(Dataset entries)
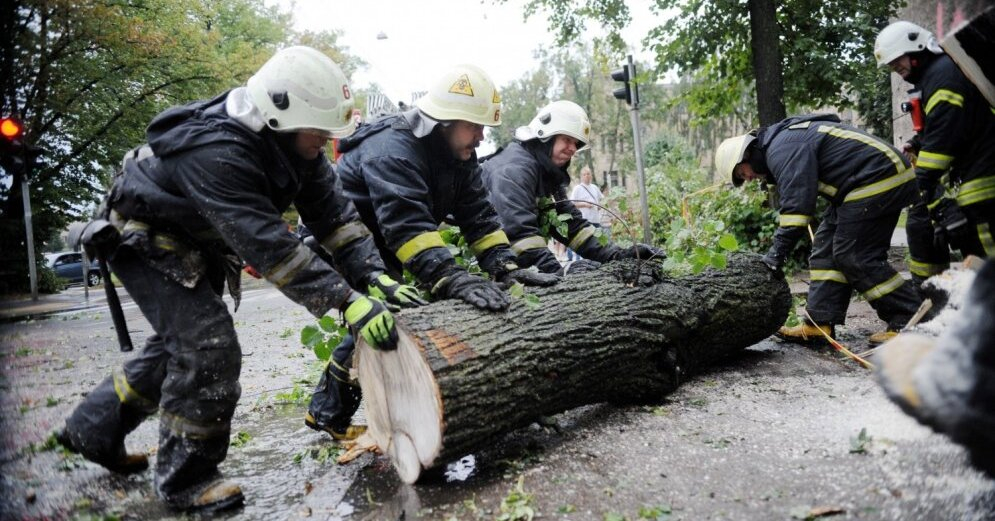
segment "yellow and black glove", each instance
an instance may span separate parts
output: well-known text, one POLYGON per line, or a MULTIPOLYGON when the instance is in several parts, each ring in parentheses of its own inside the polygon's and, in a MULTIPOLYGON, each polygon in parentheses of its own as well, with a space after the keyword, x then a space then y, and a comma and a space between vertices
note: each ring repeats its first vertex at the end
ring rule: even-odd
POLYGON ((394 316, 383 302, 359 295, 348 304, 343 314, 352 328, 353 335, 362 336, 363 340, 374 349, 382 351, 397 349, 394 316))
POLYGON ((421 298, 417 288, 401 284, 386 273, 381 273, 370 281, 367 293, 371 297, 384 301, 388 308, 396 307, 396 310, 416 308, 428 304, 425 299, 421 298))

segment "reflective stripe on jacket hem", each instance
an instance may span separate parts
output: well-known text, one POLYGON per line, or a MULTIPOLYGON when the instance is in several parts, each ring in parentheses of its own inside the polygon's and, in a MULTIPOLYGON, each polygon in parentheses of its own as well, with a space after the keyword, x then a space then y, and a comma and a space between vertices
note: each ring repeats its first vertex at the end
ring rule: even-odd
POLYGON ((593 236, 594 226, 585 226, 577 232, 577 235, 574 235, 574 237, 570 239, 570 244, 568 244, 567 247, 571 250, 577 251, 577 248, 580 248, 582 244, 587 242, 587 240, 593 236))
POLYGON ((346 244, 349 244, 356 239, 362 239, 368 235, 370 235, 370 230, 368 230, 363 223, 359 221, 352 221, 336 228, 331 235, 325 237, 325 240, 321 241, 321 246, 329 252, 334 252, 346 244))
POLYGON ((882 282, 881 284, 878 284, 877 286, 874 286, 873 288, 867 291, 864 291, 863 292, 864 298, 866 298, 868 301, 877 300, 891 293, 892 291, 895 291, 896 289, 902 287, 902 284, 905 284, 905 279, 903 279, 901 275, 896 273, 894 277, 882 282))
POLYGON ((496 232, 488 233, 476 241, 473 241, 473 244, 470 245, 470 249, 473 250, 474 255, 480 255, 481 253, 502 244, 508 244, 508 236, 505 235, 504 230, 498 230, 496 232))
POLYGON ((840 284, 848 284, 846 280, 846 275, 843 275, 842 271, 837 270, 808 270, 809 278, 812 281, 832 281, 839 282, 840 284))
POLYGON ((546 239, 538 235, 530 235, 524 239, 515 241, 511 245, 511 251, 515 252, 515 255, 521 255, 528 250, 537 250, 539 248, 546 247, 546 239))

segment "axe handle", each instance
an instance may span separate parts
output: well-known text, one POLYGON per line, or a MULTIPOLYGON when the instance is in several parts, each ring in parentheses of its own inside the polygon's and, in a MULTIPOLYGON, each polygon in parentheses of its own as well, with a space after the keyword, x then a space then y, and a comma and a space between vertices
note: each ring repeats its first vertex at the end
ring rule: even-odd
POLYGON ((121 309, 121 300, 117 298, 117 289, 111 281, 110 270, 107 269, 107 259, 100 259, 100 276, 104 279, 104 293, 107 295, 107 307, 111 310, 111 318, 114 320, 114 330, 117 332, 117 343, 121 346, 121 351, 131 351, 131 335, 128 334, 128 324, 124 321, 124 311, 121 309))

What you should do: With images left out, the data must be transcribed exactly.

Output for this exercise:
segment "yellow and black glove", each instance
an instance may span separate parts
output: well-known text, one POLYGON per line, or a MULTIPOLYGON when the instance is in several parts, each ring in parentheses of its own inside the polygon's and, in a MULTIPOLYGON, each polygon in parentheses of its own as well, with a space after the keyword, x then a space then y, and a comma and a space between vertices
note: each ring repeats its first vertex at the end
ring rule: even-odd
POLYGON ((394 316, 383 302, 359 295, 348 304, 343 314, 352 328, 353 335, 362 336, 363 340, 374 349, 382 351, 397 349, 394 316))
POLYGON ((421 298, 417 288, 401 284, 386 273, 381 273, 370 281, 367 293, 371 297, 384 301, 388 308, 396 307, 396 310, 416 308, 428 304, 425 299, 421 298))

segment "reflective stripe on jacket hem", each instance
an instance may span separate parts
output: well-known text, one POLYGON per line, or a MULTIPOLYGON when the instance is in several parts, each ring in parentheses of its own inside the polygon's and, in a MULTIPOLYGON, each polygon in parentheses of its own as well, with a space after the keyword, x then a space then y, and a comma and a space between vertices
note: each ring repeats its first vertex at the end
ring rule: even-odd
POLYGON ((593 236, 594 226, 585 226, 577 232, 577 235, 574 235, 574 237, 570 239, 570 244, 568 244, 567 247, 571 250, 577 251, 577 248, 580 248, 582 244, 587 242, 587 240, 593 236))
POLYGON ((346 244, 349 244, 356 239, 362 239, 368 235, 370 235, 370 230, 368 230, 363 223, 359 221, 352 221, 336 228, 331 235, 325 237, 325 240, 321 241, 321 246, 329 252, 334 252, 346 244))
POLYGON ((882 282, 881 284, 878 284, 877 286, 874 286, 873 288, 867 291, 864 291, 863 292, 864 298, 866 298, 868 301, 877 300, 891 293, 892 291, 895 291, 896 289, 902 287, 902 284, 905 284, 905 279, 903 279, 901 275, 896 273, 894 277, 882 282))
POLYGON ((496 232, 488 233, 476 241, 473 241, 473 244, 470 245, 470 249, 473 250, 474 255, 480 255, 481 253, 502 244, 508 244, 508 236, 505 235, 504 230, 498 230, 496 232))
POLYGON ((840 284, 848 284, 846 280, 846 275, 843 275, 842 271, 837 270, 808 270, 809 278, 812 281, 832 281, 839 282, 840 284))
POLYGON ((546 239, 538 235, 530 235, 524 239, 515 241, 511 245, 511 251, 515 252, 515 255, 521 255, 528 250, 537 250, 539 248, 546 247, 546 239))

segment "axe handle", each instance
an instance may span separate parts
output: well-known text, one POLYGON per line, or a MULTIPOLYGON when the instance is in several parts, each ring in parentheses of its own inside the polygon's and, in a MULTIPOLYGON, each polygon in parentheses of its own as well, with a space after the keyword, x then a space then y, and a comma and a space between vertices
note: each ring repeats its first vertex at the end
ring rule: even-odd
POLYGON ((121 309, 121 300, 117 298, 117 289, 111 281, 110 270, 107 269, 107 259, 100 259, 100 276, 104 279, 104 293, 107 295, 107 307, 111 310, 111 318, 114 320, 114 330, 117 332, 117 343, 121 346, 121 351, 131 351, 131 335, 128 334, 128 324, 124 321, 124 311, 121 309))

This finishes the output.